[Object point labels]

---

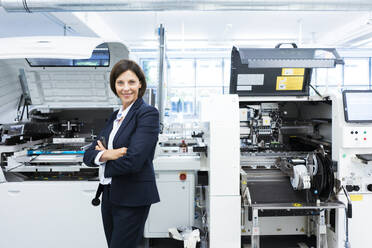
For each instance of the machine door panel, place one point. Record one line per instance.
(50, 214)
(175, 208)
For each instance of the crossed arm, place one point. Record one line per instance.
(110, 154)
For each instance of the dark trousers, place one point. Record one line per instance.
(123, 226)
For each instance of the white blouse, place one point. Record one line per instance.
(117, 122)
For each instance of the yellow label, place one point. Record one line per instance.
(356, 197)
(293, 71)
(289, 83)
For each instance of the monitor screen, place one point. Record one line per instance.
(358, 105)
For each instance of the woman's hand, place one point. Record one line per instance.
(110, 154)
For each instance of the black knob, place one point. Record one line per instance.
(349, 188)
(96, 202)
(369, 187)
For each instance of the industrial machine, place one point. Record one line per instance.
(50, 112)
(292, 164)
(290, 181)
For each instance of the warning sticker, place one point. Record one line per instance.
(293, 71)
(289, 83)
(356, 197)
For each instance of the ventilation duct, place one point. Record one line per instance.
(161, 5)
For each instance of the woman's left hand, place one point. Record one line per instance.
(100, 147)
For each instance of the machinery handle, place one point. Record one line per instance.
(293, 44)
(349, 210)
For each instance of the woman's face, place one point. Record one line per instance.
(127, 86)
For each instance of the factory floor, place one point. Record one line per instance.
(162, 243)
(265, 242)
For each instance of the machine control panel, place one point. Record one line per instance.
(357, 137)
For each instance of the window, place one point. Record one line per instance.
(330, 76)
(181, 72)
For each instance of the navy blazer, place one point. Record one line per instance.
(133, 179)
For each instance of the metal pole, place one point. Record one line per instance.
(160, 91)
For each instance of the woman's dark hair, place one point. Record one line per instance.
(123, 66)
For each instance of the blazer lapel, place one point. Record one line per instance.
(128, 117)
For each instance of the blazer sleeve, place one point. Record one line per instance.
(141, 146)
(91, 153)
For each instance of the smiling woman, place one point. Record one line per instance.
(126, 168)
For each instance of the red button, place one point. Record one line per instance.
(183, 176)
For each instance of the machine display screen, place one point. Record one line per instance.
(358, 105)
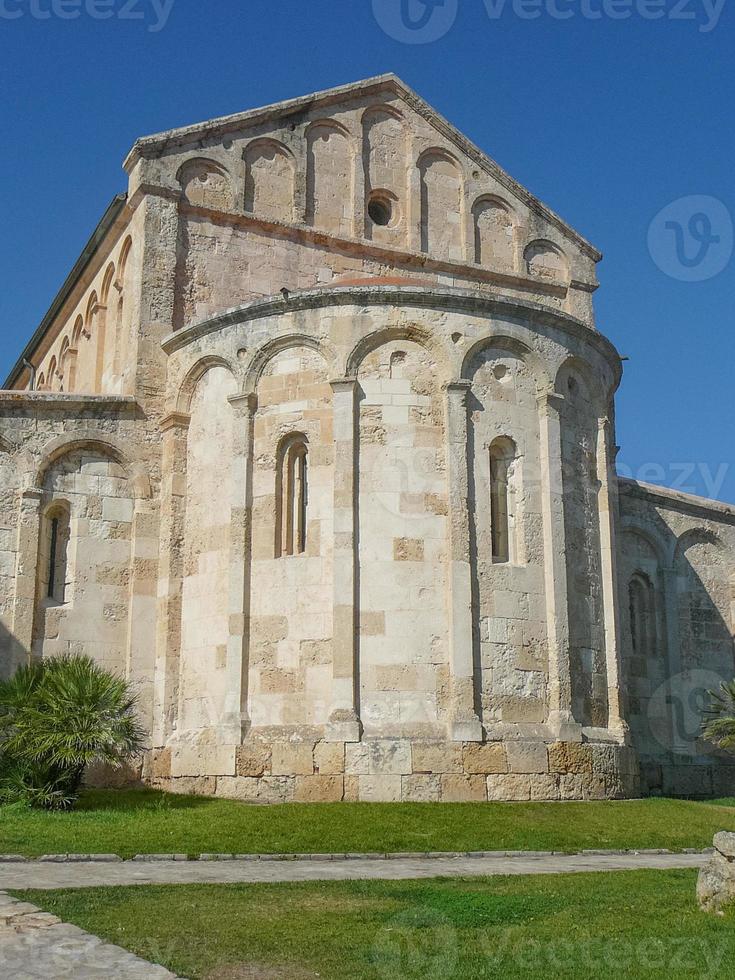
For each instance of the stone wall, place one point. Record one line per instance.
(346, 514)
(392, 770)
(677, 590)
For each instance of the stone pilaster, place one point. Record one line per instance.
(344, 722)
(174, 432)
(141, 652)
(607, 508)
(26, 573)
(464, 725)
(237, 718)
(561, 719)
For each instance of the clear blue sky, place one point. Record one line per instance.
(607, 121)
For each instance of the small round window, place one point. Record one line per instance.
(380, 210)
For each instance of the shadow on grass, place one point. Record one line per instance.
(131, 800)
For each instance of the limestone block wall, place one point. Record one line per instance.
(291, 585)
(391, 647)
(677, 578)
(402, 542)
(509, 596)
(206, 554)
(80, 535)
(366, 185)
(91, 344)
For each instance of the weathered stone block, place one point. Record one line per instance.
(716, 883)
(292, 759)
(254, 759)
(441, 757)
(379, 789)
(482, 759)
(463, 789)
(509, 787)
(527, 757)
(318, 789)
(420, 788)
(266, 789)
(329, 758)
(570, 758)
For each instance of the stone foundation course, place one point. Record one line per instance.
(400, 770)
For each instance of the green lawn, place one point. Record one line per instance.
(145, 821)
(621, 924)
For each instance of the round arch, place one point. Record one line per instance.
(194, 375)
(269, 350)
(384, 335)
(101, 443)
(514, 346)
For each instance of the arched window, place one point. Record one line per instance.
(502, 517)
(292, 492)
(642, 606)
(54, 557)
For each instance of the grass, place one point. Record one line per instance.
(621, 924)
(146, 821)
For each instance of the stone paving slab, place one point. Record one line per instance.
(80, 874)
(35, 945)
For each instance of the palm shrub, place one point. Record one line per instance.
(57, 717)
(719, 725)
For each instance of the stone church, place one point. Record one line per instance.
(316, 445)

---

**What to work on:**
Return the lines above, from the one containing "For each instance of the green" to the end, exactly as they stand.

**Result:**
For each instance of the green lawn, place one point. Record one line per instance.
(145, 821)
(621, 924)
For each instance of the round arch, place one point. Record one line per instance.
(194, 375)
(269, 350)
(384, 335)
(101, 443)
(514, 346)
For each instance of the arched window, place one point. Record one line per instance.
(502, 517)
(292, 492)
(642, 606)
(54, 557)
For each instance of the grass, place one point. Record one line per instance.
(621, 924)
(146, 821)
For each instance of the stone paving slab, place one point. Record one line per instance.
(80, 874)
(35, 945)
For each instance of the palm shrub, place one point. Record one line per instance.
(57, 717)
(719, 725)
For each instance of the stone church, place one point. Record one line per instance.
(316, 445)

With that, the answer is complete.